%%

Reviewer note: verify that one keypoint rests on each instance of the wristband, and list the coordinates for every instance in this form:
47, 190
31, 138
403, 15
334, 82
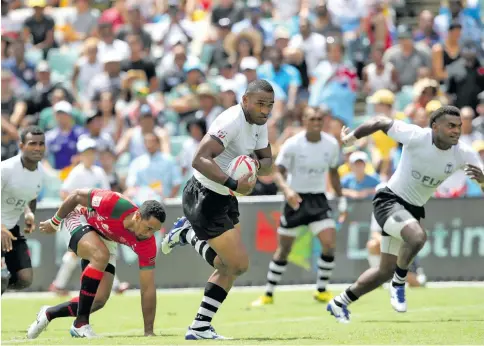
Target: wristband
231, 183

%%

ABOUT THIS TASK:
Drop the pictures and set down the data above exactly.

ANSWER:
Reviewer note: verify that one keypoint rests on each instance of the wristband, and list the coordinates for every instance in this form:
47, 190
31, 138
403, 15
334, 82
Target: wristband
231, 183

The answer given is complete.